→ Coordinate annotation records:
————
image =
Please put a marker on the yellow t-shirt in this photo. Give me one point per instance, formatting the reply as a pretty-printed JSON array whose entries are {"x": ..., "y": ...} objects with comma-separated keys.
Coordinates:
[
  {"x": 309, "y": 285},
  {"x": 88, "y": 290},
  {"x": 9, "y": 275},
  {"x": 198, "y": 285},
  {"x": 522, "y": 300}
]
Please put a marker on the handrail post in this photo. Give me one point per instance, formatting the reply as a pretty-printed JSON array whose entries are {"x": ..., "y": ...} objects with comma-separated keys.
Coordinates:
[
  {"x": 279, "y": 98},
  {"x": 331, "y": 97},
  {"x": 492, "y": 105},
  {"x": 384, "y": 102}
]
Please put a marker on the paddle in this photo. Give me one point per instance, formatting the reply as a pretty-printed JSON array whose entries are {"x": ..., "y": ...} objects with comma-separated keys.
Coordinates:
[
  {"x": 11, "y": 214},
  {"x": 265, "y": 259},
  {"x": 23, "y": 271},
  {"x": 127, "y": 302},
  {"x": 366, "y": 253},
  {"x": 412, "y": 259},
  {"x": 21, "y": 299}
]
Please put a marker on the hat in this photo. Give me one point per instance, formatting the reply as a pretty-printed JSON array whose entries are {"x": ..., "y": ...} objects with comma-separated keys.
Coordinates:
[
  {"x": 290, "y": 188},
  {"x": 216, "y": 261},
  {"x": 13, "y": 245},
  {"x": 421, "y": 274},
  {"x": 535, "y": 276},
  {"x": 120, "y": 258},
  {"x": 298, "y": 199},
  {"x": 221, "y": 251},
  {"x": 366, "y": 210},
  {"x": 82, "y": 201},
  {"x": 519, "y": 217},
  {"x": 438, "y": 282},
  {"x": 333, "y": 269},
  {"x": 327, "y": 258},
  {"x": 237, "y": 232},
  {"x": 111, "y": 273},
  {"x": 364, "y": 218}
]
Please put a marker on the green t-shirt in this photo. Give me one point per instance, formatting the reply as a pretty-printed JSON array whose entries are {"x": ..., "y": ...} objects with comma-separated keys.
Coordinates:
————
→ EXERCISE BRIEF: Find the line that contains "Please put a marker on the handrail". Repeat it and every line after it, exactly as written, up to and including the last line of the records above.

→ TASK OUTPUT:
Please put a marker on the handrail post in this photo. Give me one point per instance, formatting the reply as a pretty-printed JSON array whose entries are {"x": ..., "y": ...} objects with comma-separated keys.
Coordinates:
[
  {"x": 279, "y": 98},
  {"x": 331, "y": 97},
  {"x": 492, "y": 105},
  {"x": 384, "y": 102}
]
Please put a marker on the paddle in this photo. Give me one point per instance, formatting the reply as a pretty-printed JSON array whose entries are {"x": ..., "y": ...} objects with comma-separated keys.
Coordinates:
[
  {"x": 11, "y": 214},
  {"x": 265, "y": 259},
  {"x": 23, "y": 271},
  {"x": 127, "y": 302},
  {"x": 366, "y": 253},
  {"x": 412, "y": 259},
  {"x": 21, "y": 299}
]
Please put a marker on the hat in this photo. Give me one point per instance, formatting the reply as a pretty-printed JSON array whose entries are {"x": ..., "y": ...} objects with comma-separated keys.
Coordinates:
[
  {"x": 290, "y": 188},
  {"x": 216, "y": 261},
  {"x": 13, "y": 245},
  {"x": 421, "y": 274},
  {"x": 535, "y": 276},
  {"x": 120, "y": 258},
  {"x": 298, "y": 199},
  {"x": 221, "y": 251},
  {"x": 366, "y": 210},
  {"x": 82, "y": 201},
  {"x": 519, "y": 217},
  {"x": 438, "y": 282},
  {"x": 333, "y": 269},
  {"x": 327, "y": 258},
  {"x": 237, "y": 232},
  {"x": 111, "y": 273},
  {"x": 364, "y": 218}
]
Please put a marker on the green t-shirt in this photo. Give me one point per instance, formatting the reply as a pretty-printed JSON array whose entries are {"x": ..., "y": ...} objects with comma-separated keys.
Coordinates:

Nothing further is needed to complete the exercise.